▶ **The task**
Without including any images, repeat the data exactly.

▶ **Entries supplied**

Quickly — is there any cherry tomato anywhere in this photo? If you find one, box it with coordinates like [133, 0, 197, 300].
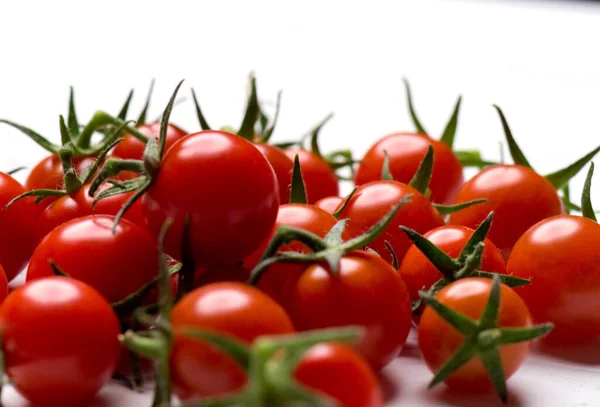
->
[254, 143, 294, 204]
[336, 180, 445, 265]
[25, 155, 97, 191]
[143, 130, 279, 267]
[294, 343, 383, 407]
[284, 149, 339, 204]
[170, 282, 295, 401]
[287, 250, 412, 370]
[449, 164, 563, 260]
[26, 215, 159, 303]
[314, 195, 343, 214]
[507, 215, 600, 344]
[0, 277, 121, 406]
[0, 172, 42, 281]
[355, 133, 464, 204]
[419, 277, 534, 392]
[112, 122, 188, 160]
[35, 183, 146, 241]
[193, 264, 250, 287]
[0, 265, 9, 304]
[244, 204, 342, 307]
[399, 225, 506, 303]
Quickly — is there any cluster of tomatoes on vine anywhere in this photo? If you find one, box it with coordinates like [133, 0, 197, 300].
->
[0, 75, 598, 407]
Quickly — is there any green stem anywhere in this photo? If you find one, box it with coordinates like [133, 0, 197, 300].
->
[77, 111, 149, 150]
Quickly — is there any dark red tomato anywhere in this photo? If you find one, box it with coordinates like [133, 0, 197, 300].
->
[288, 250, 412, 370]
[112, 122, 188, 160]
[143, 130, 279, 267]
[449, 164, 563, 260]
[284, 149, 339, 204]
[25, 155, 97, 191]
[0, 277, 121, 406]
[254, 143, 294, 204]
[355, 133, 464, 204]
[35, 183, 146, 241]
[507, 215, 600, 344]
[294, 343, 383, 407]
[244, 204, 342, 307]
[399, 225, 506, 303]
[419, 278, 534, 391]
[26, 215, 159, 303]
[0, 173, 42, 281]
[170, 282, 295, 401]
[336, 180, 445, 265]
[193, 264, 250, 287]
[0, 265, 8, 304]
[314, 195, 343, 214]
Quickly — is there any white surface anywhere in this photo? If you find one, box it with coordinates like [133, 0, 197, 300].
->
[1, 0, 600, 406]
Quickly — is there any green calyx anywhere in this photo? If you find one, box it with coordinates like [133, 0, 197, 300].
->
[420, 274, 554, 403]
[581, 163, 596, 221]
[493, 105, 600, 189]
[332, 187, 358, 219]
[289, 154, 308, 204]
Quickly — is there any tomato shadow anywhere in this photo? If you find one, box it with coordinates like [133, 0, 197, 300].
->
[378, 369, 402, 402]
[423, 382, 525, 407]
[534, 337, 600, 366]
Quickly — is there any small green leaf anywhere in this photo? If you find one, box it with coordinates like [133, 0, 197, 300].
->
[237, 74, 260, 141]
[434, 198, 487, 215]
[48, 260, 70, 277]
[545, 144, 600, 190]
[408, 145, 434, 195]
[260, 90, 282, 142]
[473, 271, 530, 287]
[479, 274, 501, 328]
[454, 242, 484, 279]
[479, 348, 508, 403]
[0, 119, 61, 154]
[158, 80, 184, 159]
[309, 113, 334, 158]
[117, 89, 135, 120]
[458, 211, 494, 264]
[562, 184, 571, 214]
[400, 226, 460, 279]
[455, 149, 497, 169]
[492, 105, 532, 169]
[67, 87, 80, 140]
[289, 155, 308, 204]
[428, 341, 477, 388]
[6, 166, 26, 176]
[191, 88, 211, 131]
[384, 241, 399, 270]
[324, 219, 349, 245]
[179, 327, 251, 370]
[332, 187, 358, 219]
[381, 150, 394, 181]
[497, 323, 554, 345]
[137, 79, 155, 126]
[581, 163, 596, 221]
[403, 78, 428, 135]
[420, 291, 477, 335]
[439, 95, 462, 148]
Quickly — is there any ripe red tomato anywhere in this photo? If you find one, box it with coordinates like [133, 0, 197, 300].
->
[284, 149, 339, 204]
[25, 154, 98, 191]
[170, 282, 295, 401]
[399, 225, 506, 303]
[111, 122, 188, 159]
[143, 130, 279, 267]
[193, 264, 250, 287]
[314, 195, 343, 214]
[418, 278, 534, 392]
[0, 172, 42, 281]
[35, 183, 146, 241]
[507, 215, 600, 344]
[254, 143, 294, 204]
[26, 215, 159, 303]
[0, 277, 121, 406]
[294, 343, 383, 407]
[449, 164, 563, 260]
[355, 133, 464, 204]
[336, 180, 445, 265]
[0, 265, 8, 304]
[287, 250, 412, 370]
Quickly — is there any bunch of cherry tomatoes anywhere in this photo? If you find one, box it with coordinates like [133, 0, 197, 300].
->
[0, 75, 598, 407]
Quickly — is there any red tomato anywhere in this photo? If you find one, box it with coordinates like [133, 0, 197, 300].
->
[143, 130, 279, 267]
[336, 180, 445, 265]
[193, 264, 250, 287]
[35, 183, 146, 241]
[0, 277, 121, 406]
[170, 282, 295, 401]
[0, 265, 8, 304]
[284, 149, 339, 204]
[26, 215, 159, 303]
[112, 122, 188, 160]
[244, 204, 342, 307]
[294, 343, 383, 407]
[449, 164, 563, 260]
[507, 215, 600, 344]
[25, 155, 97, 191]
[314, 195, 343, 214]
[254, 143, 294, 204]
[418, 278, 534, 392]
[287, 250, 412, 370]
[0, 173, 42, 281]
[399, 225, 507, 303]
[355, 133, 464, 204]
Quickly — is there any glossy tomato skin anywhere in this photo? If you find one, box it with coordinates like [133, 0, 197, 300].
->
[284, 149, 339, 204]
[314, 195, 343, 214]
[0, 173, 42, 281]
[419, 278, 534, 391]
[288, 250, 412, 370]
[449, 164, 563, 260]
[0, 277, 121, 406]
[26, 215, 159, 303]
[507, 215, 600, 344]
[337, 180, 445, 265]
[25, 155, 97, 191]
[193, 265, 250, 287]
[399, 225, 507, 303]
[355, 133, 464, 204]
[244, 204, 342, 308]
[254, 143, 294, 204]
[294, 343, 383, 407]
[170, 282, 295, 401]
[112, 122, 188, 160]
[35, 184, 146, 241]
[143, 131, 279, 267]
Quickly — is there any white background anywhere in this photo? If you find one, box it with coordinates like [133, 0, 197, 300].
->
[1, 0, 600, 406]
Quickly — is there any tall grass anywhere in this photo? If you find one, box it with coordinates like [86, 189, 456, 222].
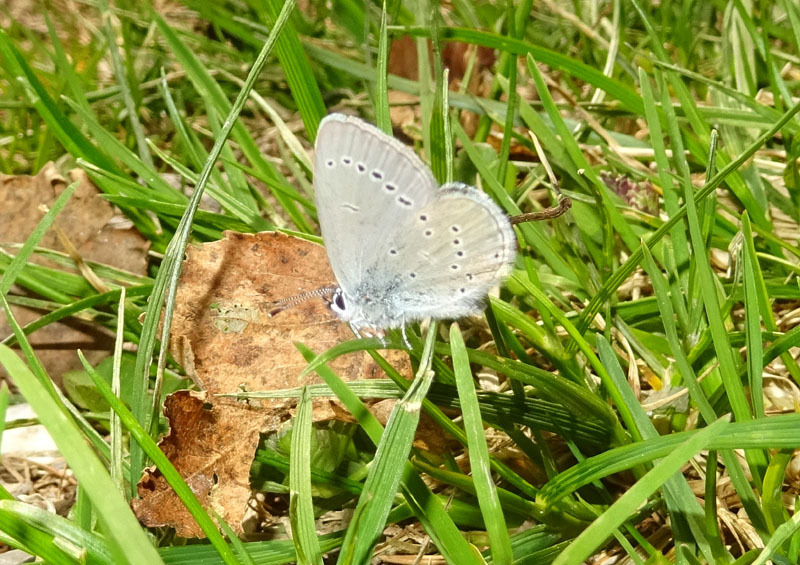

▶ **Answer box**
Quickly — is there any cherry tomato anywhere in this photo? If you find one, box it with coordinates like [133, 0, 197, 300].
->
[254, 143, 294, 204]
[336, 180, 445, 265]
[25, 155, 97, 191]
[143, 130, 279, 267]
[294, 343, 383, 407]
[284, 149, 339, 204]
[170, 282, 295, 401]
[287, 250, 412, 370]
[449, 164, 563, 260]
[26, 215, 159, 303]
[314, 195, 343, 214]
[507, 215, 600, 344]
[0, 277, 121, 406]
[0, 172, 42, 281]
[355, 133, 464, 204]
[419, 277, 534, 392]
[112, 122, 188, 160]
[35, 183, 146, 241]
[193, 264, 250, 287]
[0, 265, 9, 304]
[244, 204, 342, 307]
[399, 225, 506, 303]
Quickly — is there any cluster of tomatoes on vine anywhere in this photo? If you find one, box it with coordinates like [133, 0, 197, 300].
->
[0, 75, 598, 407]
Quickly — is there any green stem anywhere in this photo? If you find one, box it with coordinates like [133, 0, 197, 300].
->
[77, 111, 149, 150]
Quickly — is there any dark red tomato anywhere in this photo? If you find one, box it with coordinates like [133, 0, 197, 300].
->
[288, 250, 412, 370]
[112, 122, 188, 160]
[143, 130, 279, 267]
[449, 164, 563, 260]
[284, 149, 339, 204]
[25, 155, 97, 191]
[0, 277, 121, 406]
[254, 143, 294, 204]
[355, 133, 464, 204]
[35, 183, 146, 241]
[507, 215, 600, 344]
[294, 343, 383, 407]
[244, 204, 342, 307]
[399, 225, 506, 303]
[419, 278, 534, 391]
[26, 215, 159, 303]
[0, 173, 42, 281]
[170, 282, 295, 401]
[336, 180, 445, 265]
[193, 264, 250, 287]
[0, 265, 8, 304]
[314, 195, 343, 214]
Quickly — is there any white surface anywhere in this photo? If you find one, box it with coordinates like [133, 0, 197, 300].
->
[1, 0, 600, 406]
Quickly — is there any green calyx anywhere in this photo? If you find one, box it with coordinates like [133, 0, 197, 300].
->
[420, 274, 554, 403]
[581, 163, 596, 221]
[493, 105, 600, 189]
[332, 187, 358, 219]
[289, 154, 308, 204]
Quickly — is there any tomato shadow anywhere in this photo? If you find one, box it with coordinates like [133, 0, 197, 300].
->
[378, 369, 402, 402]
[423, 382, 525, 407]
[534, 337, 600, 366]
Quickly — is there any small green leaf anywhere in this photo? If you find one, box it with coordinates like [133, 0, 197, 300].
->
[237, 74, 260, 141]
[434, 198, 487, 215]
[48, 260, 70, 277]
[545, 144, 600, 190]
[408, 145, 434, 195]
[260, 90, 282, 142]
[473, 271, 530, 287]
[479, 274, 501, 328]
[454, 242, 484, 279]
[479, 348, 508, 403]
[0, 119, 61, 154]
[158, 80, 184, 159]
[309, 113, 334, 158]
[117, 89, 135, 120]
[458, 211, 494, 264]
[562, 184, 571, 214]
[400, 226, 460, 279]
[455, 149, 497, 169]
[492, 105, 532, 169]
[67, 87, 80, 140]
[289, 155, 308, 204]
[428, 341, 477, 388]
[6, 166, 26, 176]
[191, 88, 211, 131]
[384, 241, 399, 270]
[324, 219, 349, 245]
[179, 327, 251, 370]
[332, 187, 358, 219]
[381, 150, 394, 181]
[497, 323, 554, 345]
[137, 79, 155, 126]
[581, 163, 596, 221]
[403, 78, 428, 135]
[420, 291, 477, 335]
[439, 95, 462, 148]
Quickly — is there any ripe red tomato anywhere in this photo? If you find one, box it with coordinates like [133, 0, 197, 300].
->
[284, 149, 339, 204]
[25, 154, 98, 191]
[170, 282, 295, 401]
[399, 225, 506, 303]
[111, 122, 188, 159]
[143, 130, 279, 267]
[193, 264, 250, 287]
[314, 195, 343, 214]
[418, 278, 534, 392]
[0, 172, 42, 281]
[35, 183, 146, 241]
[507, 215, 600, 344]
[254, 143, 294, 204]
[26, 215, 159, 303]
[0, 277, 121, 406]
[294, 343, 383, 407]
[449, 164, 563, 260]
[355, 133, 464, 204]
[336, 180, 445, 265]
[0, 265, 8, 304]
[287, 250, 412, 370]
Quickly — is there any bunch of cherry tomatoes anywhere in this photo? If you find one, box it with coordinates like [133, 0, 197, 300].
->
[0, 75, 598, 407]
Quickly — is there any red tomato anywhere in this photo? If you find one, box it with coordinates like [133, 0, 197, 300].
->
[143, 130, 279, 267]
[336, 180, 445, 265]
[193, 264, 250, 287]
[35, 183, 146, 241]
[0, 277, 121, 406]
[170, 282, 295, 401]
[0, 265, 8, 304]
[284, 149, 339, 204]
[26, 215, 159, 303]
[112, 122, 188, 160]
[244, 204, 342, 307]
[294, 343, 383, 407]
[449, 164, 563, 260]
[507, 215, 600, 344]
[25, 155, 97, 191]
[314, 195, 343, 214]
[254, 143, 294, 204]
[418, 278, 534, 392]
[287, 250, 412, 370]
[0, 173, 42, 281]
[399, 225, 507, 303]
[355, 133, 464, 204]
Quickly — is there any glossy tomato skin anywhere in this photo? If you find one, box it with coordinates like [133, 0, 197, 300].
->
[284, 149, 339, 204]
[314, 195, 343, 214]
[0, 173, 42, 281]
[419, 278, 534, 391]
[288, 250, 412, 370]
[449, 164, 563, 260]
[0, 277, 121, 406]
[26, 215, 159, 303]
[507, 215, 600, 344]
[337, 180, 445, 265]
[25, 155, 97, 191]
[193, 265, 250, 287]
[399, 225, 507, 303]
[355, 133, 464, 204]
[244, 204, 342, 308]
[254, 143, 294, 204]
[294, 343, 383, 407]
[170, 282, 295, 401]
[112, 122, 188, 160]
[35, 184, 146, 241]
[143, 131, 279, 267]
Quickly — is there any white background anywhere in this photo? If you find one, box it with coordinates like [133, 0, 197, 300].
->
[1, 0, 600, 406]
Quickly — is there any tall grass anywhere in this photo? If you find one, box it with coordinates like [86, 189, 456, 222].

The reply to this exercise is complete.